-- Begin --
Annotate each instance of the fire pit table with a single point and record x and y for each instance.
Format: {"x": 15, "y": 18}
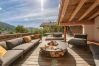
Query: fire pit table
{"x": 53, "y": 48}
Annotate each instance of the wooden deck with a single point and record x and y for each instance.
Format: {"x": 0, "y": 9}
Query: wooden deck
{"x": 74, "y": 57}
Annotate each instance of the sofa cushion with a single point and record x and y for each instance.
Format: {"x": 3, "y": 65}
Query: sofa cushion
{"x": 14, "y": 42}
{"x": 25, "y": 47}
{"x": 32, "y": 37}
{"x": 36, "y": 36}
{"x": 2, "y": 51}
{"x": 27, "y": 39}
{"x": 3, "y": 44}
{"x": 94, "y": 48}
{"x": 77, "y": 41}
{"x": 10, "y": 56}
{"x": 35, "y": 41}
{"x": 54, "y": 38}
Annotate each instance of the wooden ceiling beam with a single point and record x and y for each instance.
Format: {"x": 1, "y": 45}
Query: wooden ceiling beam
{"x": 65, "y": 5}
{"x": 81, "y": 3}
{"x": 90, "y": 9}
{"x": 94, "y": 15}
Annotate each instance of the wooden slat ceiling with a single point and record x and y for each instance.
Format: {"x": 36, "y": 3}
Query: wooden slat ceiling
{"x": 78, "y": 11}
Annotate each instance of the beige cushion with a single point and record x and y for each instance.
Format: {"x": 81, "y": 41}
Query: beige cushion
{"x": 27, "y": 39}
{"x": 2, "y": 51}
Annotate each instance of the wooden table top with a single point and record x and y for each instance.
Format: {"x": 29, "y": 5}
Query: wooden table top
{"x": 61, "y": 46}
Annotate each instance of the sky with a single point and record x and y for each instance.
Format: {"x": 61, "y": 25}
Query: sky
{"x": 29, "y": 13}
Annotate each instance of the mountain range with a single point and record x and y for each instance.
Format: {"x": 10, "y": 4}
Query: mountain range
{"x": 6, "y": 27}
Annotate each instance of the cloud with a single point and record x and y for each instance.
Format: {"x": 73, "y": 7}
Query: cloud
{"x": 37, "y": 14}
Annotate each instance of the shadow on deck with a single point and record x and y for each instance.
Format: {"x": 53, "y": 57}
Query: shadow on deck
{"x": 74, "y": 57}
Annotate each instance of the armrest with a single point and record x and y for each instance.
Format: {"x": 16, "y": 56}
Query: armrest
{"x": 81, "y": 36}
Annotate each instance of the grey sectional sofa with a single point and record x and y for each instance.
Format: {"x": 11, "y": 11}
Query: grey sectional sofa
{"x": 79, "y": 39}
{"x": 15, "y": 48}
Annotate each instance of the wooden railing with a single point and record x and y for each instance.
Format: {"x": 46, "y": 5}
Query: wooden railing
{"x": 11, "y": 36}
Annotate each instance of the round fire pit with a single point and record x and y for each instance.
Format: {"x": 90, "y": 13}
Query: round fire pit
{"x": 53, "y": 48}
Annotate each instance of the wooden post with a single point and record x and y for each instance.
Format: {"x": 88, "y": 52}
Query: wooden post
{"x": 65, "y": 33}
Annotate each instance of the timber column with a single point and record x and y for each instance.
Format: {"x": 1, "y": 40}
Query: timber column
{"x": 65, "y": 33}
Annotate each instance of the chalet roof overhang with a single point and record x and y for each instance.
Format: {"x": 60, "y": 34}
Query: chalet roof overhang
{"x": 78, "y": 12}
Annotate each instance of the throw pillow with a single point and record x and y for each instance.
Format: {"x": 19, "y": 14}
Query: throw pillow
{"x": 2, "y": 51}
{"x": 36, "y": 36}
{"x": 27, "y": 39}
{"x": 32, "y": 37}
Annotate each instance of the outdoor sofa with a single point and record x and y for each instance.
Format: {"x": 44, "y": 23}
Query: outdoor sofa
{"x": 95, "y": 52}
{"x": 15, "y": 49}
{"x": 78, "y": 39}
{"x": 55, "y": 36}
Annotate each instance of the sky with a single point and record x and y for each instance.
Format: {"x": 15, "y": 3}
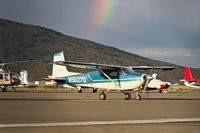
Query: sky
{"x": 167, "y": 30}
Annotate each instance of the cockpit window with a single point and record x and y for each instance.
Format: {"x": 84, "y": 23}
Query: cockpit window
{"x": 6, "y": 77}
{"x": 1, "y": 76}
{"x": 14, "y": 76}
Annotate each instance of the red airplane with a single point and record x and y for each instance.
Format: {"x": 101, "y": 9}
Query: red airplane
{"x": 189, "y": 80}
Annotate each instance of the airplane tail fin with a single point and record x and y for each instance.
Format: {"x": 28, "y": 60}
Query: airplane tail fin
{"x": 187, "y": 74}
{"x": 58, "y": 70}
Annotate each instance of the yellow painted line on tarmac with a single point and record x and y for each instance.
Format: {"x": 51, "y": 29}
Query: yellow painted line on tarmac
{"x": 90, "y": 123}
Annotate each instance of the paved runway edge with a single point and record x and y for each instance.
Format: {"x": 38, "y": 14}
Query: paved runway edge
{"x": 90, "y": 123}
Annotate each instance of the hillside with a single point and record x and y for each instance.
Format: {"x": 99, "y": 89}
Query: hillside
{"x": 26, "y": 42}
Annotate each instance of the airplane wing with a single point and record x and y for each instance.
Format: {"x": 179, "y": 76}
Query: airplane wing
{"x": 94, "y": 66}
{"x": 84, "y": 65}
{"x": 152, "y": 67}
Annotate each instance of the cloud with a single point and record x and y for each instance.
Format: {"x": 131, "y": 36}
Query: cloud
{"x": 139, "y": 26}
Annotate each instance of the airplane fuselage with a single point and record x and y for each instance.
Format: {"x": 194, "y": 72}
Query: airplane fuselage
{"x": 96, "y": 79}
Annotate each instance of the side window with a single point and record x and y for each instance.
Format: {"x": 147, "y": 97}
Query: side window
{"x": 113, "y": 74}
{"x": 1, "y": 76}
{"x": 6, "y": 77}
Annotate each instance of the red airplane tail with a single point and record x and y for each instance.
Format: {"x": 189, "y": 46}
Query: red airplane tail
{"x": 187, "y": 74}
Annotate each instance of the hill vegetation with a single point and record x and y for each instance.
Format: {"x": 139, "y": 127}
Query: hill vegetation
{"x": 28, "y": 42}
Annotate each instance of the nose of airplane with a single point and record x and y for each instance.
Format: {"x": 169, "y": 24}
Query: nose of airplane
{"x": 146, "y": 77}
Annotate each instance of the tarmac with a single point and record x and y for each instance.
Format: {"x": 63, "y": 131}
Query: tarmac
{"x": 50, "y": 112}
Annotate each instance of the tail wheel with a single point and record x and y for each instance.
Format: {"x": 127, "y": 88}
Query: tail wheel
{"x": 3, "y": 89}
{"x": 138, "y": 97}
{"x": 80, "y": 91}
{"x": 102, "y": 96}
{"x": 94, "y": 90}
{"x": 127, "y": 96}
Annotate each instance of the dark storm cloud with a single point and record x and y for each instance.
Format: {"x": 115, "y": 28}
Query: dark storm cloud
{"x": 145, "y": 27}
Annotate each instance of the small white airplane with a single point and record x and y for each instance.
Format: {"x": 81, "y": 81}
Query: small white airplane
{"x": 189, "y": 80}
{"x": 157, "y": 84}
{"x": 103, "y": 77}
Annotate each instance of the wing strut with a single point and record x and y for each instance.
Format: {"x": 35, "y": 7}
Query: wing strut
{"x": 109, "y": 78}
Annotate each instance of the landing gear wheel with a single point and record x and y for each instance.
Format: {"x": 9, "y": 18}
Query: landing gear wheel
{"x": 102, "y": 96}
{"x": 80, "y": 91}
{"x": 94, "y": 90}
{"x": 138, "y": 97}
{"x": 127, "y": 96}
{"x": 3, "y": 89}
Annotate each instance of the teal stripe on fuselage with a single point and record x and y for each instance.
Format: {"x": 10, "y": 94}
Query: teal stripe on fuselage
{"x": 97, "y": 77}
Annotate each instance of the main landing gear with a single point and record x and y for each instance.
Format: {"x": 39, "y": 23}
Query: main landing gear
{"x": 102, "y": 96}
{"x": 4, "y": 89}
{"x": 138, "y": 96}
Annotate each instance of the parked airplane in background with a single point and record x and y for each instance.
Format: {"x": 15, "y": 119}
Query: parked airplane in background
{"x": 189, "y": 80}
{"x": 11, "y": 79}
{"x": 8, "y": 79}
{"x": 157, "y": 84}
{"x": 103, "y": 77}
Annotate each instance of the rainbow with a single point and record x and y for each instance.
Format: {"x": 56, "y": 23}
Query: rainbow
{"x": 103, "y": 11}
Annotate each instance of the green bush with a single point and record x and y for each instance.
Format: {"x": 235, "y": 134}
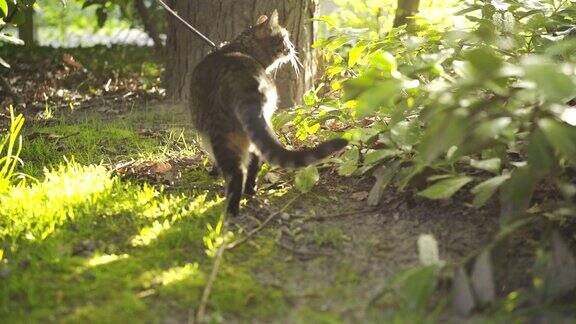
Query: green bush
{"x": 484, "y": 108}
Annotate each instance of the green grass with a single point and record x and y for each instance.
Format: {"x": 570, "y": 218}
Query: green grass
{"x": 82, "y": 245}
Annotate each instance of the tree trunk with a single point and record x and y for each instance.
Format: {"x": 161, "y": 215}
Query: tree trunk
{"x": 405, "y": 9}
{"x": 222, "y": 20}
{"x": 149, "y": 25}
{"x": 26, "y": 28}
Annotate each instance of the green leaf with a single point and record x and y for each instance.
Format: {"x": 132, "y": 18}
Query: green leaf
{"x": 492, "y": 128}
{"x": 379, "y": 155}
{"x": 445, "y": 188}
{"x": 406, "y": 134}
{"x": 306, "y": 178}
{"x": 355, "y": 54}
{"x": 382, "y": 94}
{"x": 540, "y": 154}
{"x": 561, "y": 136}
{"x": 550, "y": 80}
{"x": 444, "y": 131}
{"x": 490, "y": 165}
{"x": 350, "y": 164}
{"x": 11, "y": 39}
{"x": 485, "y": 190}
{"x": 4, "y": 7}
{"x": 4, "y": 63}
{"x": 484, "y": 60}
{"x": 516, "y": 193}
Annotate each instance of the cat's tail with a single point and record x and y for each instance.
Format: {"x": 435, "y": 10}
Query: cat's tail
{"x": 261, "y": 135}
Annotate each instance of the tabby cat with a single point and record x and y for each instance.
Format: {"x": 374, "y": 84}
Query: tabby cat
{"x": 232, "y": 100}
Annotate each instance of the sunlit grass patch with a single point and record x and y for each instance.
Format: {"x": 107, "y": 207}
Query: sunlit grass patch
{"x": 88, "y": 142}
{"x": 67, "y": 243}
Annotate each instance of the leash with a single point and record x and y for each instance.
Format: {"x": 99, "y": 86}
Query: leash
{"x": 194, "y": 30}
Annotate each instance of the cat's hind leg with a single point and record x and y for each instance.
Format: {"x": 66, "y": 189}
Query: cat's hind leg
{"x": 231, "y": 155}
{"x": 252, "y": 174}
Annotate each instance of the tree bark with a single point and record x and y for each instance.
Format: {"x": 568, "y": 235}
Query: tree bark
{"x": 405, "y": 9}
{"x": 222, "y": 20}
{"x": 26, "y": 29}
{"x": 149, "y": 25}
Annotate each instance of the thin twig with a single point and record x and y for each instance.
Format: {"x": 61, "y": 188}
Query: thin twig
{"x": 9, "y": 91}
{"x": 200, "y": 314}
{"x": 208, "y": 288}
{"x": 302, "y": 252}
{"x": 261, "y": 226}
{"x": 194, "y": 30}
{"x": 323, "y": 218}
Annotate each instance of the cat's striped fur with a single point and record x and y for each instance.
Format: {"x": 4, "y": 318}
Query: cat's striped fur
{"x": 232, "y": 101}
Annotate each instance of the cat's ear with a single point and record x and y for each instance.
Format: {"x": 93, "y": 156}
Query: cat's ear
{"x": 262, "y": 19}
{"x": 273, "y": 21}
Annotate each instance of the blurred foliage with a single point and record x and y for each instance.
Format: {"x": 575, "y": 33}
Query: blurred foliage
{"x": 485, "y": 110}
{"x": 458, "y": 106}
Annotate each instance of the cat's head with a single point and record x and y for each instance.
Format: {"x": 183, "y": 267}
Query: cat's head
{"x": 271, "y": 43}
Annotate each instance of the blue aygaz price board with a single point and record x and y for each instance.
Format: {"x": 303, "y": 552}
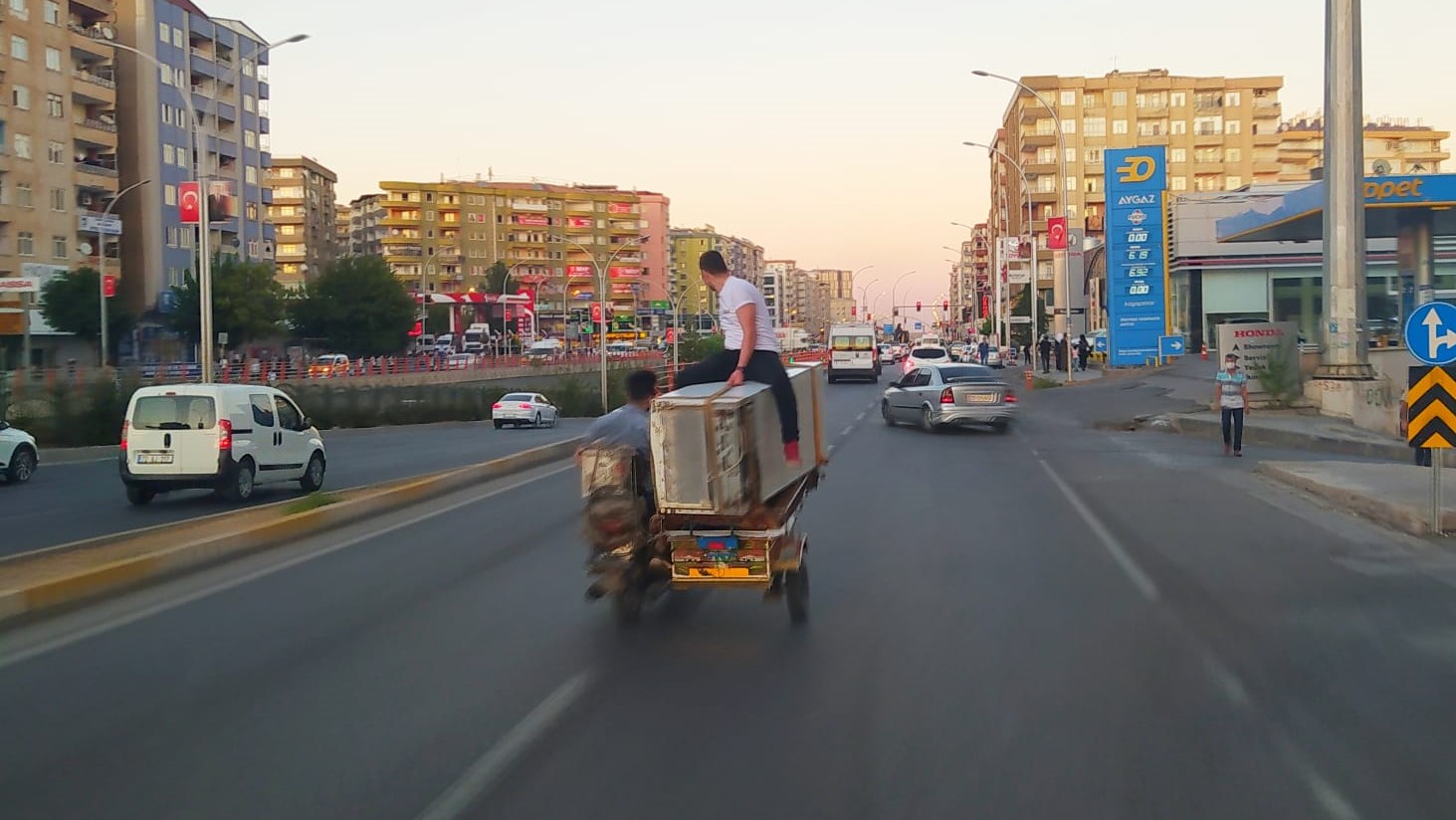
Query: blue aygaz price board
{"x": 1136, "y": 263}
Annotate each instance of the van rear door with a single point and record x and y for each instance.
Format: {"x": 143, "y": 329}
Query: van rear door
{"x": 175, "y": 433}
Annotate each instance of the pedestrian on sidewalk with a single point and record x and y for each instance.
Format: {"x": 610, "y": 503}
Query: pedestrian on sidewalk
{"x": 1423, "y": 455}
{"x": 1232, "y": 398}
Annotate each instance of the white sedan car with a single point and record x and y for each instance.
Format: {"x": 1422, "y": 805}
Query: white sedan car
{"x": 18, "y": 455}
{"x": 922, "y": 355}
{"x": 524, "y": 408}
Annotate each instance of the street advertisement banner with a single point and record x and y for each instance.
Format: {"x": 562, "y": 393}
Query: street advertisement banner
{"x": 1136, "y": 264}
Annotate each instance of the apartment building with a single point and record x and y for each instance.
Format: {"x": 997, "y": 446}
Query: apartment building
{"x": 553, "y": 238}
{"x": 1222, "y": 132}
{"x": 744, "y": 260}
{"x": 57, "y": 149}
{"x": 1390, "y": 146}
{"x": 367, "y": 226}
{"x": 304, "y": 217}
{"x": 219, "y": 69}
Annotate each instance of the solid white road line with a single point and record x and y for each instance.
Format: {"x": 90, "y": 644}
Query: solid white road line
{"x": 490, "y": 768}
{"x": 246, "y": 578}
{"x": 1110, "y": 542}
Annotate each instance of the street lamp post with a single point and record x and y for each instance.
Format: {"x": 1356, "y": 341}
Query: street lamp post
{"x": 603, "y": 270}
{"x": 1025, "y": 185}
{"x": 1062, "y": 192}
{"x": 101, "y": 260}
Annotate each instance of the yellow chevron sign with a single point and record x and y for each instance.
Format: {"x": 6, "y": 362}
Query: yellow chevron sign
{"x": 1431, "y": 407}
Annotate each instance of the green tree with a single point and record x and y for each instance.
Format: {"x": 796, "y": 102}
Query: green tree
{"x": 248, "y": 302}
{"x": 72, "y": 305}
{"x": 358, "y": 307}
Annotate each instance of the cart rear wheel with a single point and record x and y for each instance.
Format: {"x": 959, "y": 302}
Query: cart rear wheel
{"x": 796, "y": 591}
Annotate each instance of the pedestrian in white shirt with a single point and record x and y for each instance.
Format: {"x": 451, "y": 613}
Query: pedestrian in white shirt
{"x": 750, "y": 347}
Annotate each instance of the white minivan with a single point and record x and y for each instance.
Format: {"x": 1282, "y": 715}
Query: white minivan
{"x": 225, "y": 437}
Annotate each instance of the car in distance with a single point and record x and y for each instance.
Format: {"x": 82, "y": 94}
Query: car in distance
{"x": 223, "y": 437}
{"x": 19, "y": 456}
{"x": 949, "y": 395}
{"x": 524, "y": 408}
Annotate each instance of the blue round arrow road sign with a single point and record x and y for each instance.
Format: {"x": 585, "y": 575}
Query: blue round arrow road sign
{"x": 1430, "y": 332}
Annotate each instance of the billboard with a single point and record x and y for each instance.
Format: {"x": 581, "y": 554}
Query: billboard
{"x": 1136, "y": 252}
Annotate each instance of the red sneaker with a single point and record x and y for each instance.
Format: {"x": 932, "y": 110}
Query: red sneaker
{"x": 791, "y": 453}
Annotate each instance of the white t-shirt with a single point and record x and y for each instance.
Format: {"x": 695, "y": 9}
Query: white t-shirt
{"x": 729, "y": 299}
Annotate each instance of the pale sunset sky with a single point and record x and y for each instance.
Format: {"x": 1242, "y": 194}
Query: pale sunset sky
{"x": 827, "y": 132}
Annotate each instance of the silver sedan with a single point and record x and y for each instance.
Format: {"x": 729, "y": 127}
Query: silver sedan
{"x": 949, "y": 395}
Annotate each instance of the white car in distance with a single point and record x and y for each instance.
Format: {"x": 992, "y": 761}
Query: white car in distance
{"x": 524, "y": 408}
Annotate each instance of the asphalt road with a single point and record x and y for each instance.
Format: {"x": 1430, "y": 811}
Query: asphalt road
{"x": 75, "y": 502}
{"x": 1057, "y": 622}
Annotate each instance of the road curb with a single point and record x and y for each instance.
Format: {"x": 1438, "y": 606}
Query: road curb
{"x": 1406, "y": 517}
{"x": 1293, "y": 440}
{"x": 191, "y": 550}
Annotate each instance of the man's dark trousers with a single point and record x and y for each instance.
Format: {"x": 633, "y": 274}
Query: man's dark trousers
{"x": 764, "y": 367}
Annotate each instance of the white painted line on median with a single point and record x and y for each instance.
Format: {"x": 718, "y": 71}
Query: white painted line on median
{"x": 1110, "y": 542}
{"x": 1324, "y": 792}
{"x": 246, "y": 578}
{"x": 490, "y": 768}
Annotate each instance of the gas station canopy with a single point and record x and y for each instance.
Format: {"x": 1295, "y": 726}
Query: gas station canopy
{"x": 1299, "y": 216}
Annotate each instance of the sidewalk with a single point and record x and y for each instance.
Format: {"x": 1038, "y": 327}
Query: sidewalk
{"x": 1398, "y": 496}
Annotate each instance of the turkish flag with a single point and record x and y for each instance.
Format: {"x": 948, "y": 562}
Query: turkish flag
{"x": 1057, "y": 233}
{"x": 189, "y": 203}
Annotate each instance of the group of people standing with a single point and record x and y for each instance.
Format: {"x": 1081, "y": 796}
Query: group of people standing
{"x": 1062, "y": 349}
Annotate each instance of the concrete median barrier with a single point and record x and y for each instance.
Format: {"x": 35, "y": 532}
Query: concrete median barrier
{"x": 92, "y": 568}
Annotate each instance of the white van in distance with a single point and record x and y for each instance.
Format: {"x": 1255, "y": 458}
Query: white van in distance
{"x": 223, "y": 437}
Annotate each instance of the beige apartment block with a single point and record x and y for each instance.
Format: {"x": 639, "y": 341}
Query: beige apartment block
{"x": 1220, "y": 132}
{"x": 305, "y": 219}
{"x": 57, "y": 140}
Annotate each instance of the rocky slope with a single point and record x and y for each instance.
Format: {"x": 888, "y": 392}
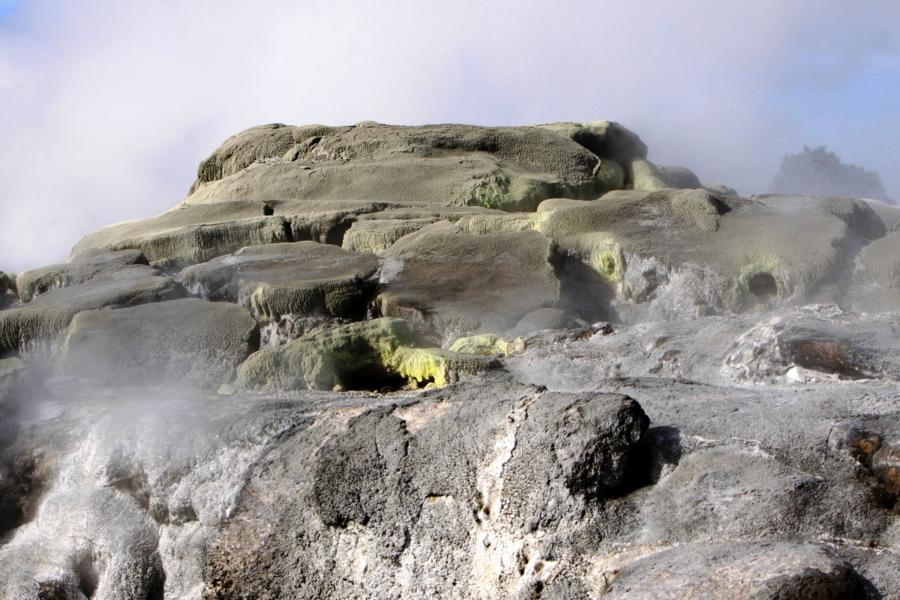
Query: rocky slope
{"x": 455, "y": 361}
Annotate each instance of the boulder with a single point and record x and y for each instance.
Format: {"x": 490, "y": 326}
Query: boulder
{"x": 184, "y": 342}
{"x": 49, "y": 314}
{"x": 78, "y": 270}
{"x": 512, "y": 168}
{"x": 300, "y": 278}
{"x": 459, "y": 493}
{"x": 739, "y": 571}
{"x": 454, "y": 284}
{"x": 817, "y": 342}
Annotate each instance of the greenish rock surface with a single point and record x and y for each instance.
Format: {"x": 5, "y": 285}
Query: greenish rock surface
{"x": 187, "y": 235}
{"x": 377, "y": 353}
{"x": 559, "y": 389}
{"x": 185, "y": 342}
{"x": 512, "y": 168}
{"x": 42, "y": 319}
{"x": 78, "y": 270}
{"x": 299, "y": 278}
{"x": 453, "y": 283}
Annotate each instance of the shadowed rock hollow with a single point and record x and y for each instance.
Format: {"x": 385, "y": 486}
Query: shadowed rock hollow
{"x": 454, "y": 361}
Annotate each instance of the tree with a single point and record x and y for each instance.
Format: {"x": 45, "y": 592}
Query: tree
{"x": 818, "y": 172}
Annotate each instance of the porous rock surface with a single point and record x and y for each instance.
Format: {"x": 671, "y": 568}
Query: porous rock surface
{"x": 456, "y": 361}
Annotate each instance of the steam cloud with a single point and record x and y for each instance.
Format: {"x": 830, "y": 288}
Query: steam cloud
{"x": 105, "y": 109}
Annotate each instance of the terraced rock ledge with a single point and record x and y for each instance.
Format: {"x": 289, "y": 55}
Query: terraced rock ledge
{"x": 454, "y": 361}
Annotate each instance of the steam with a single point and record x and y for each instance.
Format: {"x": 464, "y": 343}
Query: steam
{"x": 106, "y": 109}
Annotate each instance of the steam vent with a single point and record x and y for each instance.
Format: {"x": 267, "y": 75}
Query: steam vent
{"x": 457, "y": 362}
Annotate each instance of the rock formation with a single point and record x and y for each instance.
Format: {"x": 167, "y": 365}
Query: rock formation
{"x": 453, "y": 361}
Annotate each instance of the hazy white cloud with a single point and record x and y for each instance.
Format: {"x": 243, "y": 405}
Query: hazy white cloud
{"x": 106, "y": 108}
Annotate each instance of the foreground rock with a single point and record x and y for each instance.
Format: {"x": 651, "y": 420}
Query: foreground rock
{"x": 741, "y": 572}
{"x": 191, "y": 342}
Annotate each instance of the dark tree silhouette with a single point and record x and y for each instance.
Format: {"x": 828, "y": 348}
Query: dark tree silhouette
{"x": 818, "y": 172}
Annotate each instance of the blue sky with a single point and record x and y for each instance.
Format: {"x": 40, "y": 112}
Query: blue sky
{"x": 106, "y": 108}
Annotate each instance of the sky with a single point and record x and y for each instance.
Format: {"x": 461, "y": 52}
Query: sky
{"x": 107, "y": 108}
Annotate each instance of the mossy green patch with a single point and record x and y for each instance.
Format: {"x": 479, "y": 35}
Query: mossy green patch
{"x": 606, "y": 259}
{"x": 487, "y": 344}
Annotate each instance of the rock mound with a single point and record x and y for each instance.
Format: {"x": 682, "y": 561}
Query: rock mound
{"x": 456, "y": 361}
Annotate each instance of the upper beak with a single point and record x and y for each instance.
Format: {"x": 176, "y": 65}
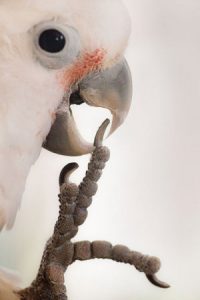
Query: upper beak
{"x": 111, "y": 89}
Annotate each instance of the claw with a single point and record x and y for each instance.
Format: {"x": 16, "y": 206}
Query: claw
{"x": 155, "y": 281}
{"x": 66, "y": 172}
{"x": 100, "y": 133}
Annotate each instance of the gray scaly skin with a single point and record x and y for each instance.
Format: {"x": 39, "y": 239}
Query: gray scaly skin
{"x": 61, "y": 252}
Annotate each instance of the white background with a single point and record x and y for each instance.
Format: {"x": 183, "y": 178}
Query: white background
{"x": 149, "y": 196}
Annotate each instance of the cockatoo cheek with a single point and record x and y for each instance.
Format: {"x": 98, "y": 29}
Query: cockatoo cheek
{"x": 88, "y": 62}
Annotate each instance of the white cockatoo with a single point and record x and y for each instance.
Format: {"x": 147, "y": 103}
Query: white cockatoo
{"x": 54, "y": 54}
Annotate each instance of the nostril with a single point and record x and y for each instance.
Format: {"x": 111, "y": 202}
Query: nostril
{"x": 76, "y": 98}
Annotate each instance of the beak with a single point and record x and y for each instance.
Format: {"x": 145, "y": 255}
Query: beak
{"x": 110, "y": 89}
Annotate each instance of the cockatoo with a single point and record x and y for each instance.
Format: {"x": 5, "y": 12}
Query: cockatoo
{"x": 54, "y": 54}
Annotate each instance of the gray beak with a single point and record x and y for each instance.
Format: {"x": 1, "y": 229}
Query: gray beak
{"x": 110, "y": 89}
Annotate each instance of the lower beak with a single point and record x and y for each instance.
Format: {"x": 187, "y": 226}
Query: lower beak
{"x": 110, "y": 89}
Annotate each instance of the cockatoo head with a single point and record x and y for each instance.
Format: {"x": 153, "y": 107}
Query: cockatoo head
-- End --
Extract, exactly as they appear, the lines from the one containing "Annotate each instance of the white background" through the final line.

Annotate each instance of the white background with a single point and record x and y for each instance.
Format: {"x": 183, "y": 178}
Query: white background
{"x": 149, "y": 196}
Annotate each instance of the cockatoo cheek with a single point and record x and y for each instance.
Format: {"x": 98, "y": 29}
Query: cockatoo cheek
{"x": 88, "y": 62}
Annotate each instance of the white cockatoo with a single point and record x and y for each instance.
Format: {"x": 147, "y": 103}
Query: white cockatoo
{"x": 54, "y": 54}
Annotate each instance of the nostril with a single point and record x and y for each instance.
Format: {"x": 111, "y": 202}
Query: nostril
{"x": 76, "y": 98}
Annotate each instance of the beak with a single point and record x and y for each instance.
Format: {"x": 145, "y": 255}
Query: beak
{"x": 110, "y": 89}
Annotate each instance of the cockatoo with a single point and record x and y for each instance.
Format: {"x": 5, "y": 12}
Query: cockatoo
{"x": 54, "y": 54}
Annotate each instance of the gray beak with a single point and record x and y for each instance.
Format: {"x": 1, "y": 229}
Query: gray beak
{"x": 110, "y": 89}
Annotate each instance of the lower beak with a single point and record x and y for each instance.
Format: {"x": 187, "y": 226}
Query: lower beak
{"x": 110, "y": 89}
Annotate each instance of the cockatoo head with a single point and record x and y for each instance.
Format: {"x": 153, "y": 107}
Query: cockatoo head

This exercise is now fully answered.